** start of EXERCISE INPUTS **
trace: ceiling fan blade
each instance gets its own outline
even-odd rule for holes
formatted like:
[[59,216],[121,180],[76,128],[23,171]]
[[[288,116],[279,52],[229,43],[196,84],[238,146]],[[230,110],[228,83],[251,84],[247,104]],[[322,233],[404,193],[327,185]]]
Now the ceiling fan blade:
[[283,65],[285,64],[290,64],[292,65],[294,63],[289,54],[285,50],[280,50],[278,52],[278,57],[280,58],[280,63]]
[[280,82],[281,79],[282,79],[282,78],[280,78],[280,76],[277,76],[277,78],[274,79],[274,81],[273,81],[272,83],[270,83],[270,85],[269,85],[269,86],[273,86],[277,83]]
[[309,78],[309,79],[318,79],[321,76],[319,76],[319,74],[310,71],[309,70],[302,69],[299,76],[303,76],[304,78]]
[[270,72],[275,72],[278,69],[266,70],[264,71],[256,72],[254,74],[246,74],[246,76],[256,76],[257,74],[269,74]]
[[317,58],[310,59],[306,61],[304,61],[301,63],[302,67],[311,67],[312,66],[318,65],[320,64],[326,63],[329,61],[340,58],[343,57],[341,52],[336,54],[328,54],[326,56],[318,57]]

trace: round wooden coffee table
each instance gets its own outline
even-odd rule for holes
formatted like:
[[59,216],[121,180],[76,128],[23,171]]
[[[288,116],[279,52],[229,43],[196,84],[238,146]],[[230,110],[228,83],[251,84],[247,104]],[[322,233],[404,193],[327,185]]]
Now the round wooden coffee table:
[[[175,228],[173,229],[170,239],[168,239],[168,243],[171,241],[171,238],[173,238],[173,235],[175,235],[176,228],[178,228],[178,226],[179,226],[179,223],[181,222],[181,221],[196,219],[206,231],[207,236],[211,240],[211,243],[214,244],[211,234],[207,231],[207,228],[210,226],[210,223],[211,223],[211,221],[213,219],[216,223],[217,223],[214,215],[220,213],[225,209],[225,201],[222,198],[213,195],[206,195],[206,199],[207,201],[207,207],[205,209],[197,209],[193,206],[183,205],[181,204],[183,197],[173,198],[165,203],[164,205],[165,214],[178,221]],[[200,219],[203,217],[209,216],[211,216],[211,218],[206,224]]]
** end of EXERCISE INPUTS **
Could you give the lines above again, substituting "object" for every "instance" and leaving everything else unchanged?

### EXERCISE SOLUTION:
trace: ceiling fan blade
each object gets its own outline
even-odd rule for holes
formatted like:
[[59,216],[121,180],[76,128],[23,171]]
[[[288,116],[279,52],[229,43],[196,84],[238,146]],[[230,110],[228,83],[251,84],[247,104]],[[322,233],[404,193],[327,185]]]
Now the ceiling fan blade:
[[283,65],[285,64],[290,64],[292,65],[294,63],[289,54],[285,50],[280,50],[278,52],[278,57],[280,58],[280,63]]
[[280,82],[281,79],[282,79],[282,78],[280,78],[280,76],[277,76],[277,78],[274,79],[274,81],[273,81],[272,83],[270,83],[270,85],[269,85],[269,86],[273,86],[277,83]]
[[309,78],[309,79],[318,79],[321,76],[319,76],[319,74],[310,71],[309,70],[302,69],[299,76],[303,76],[304,78]]
[[270,72],[275,72],[278,69],[266,70],[264,71],[256,72],[254,74],[246,74],[246,76],[256,76],[257,74],[269,74]]
[[317,58],[310,59],[306,61],[304,61],[301,63],[302,67],[311,67],[312,66],[318,65],[320,64],[326,63],[329,61],[340,58],[343,57],[341,52],[336,54],[328,54],[326,56],[318,57]]

trace: round wooden coffee table
each object gets its own outline
even-odd rule for holes
formatted like:
[[59,216],[121,180],[76,128],[23,171]]
[[[288,116],[279,52],[229,43],[196,84],[238,146]],[[230,110],[228,83],[251,84],[247,104]],[[322,233],[404,193],[327,185]]]
Now the round wooden coffee table:
[[[175,228],[173,229],[170,239],[168,239],[168,243],[171,241],[171,238],[173,238],[173,235],[175,235],[176,228],[178,228],[178,226],[179,226],[179,223],[181,222],[181,221],[196,219],[206,231],[207,236],[211,240],[211,243],[214,244],[211,234],[207,231],[207,228],[210,226],[210,223],[211,223],[211,221],[213,219],[216,223],[217,223],[214,215],[220,213],[225,209],[225,201],[222,198],[213,195],[206,195],[206,199],[207,201],[207,207],[205,209],[197,209],[193,206],[183,205],[181,204],[183,197],[173,198],[165,203],[164,205],[165,214],[178,221]],[[200,219],[203,217],[209,216],[211,216],[211,218],[206,224]]]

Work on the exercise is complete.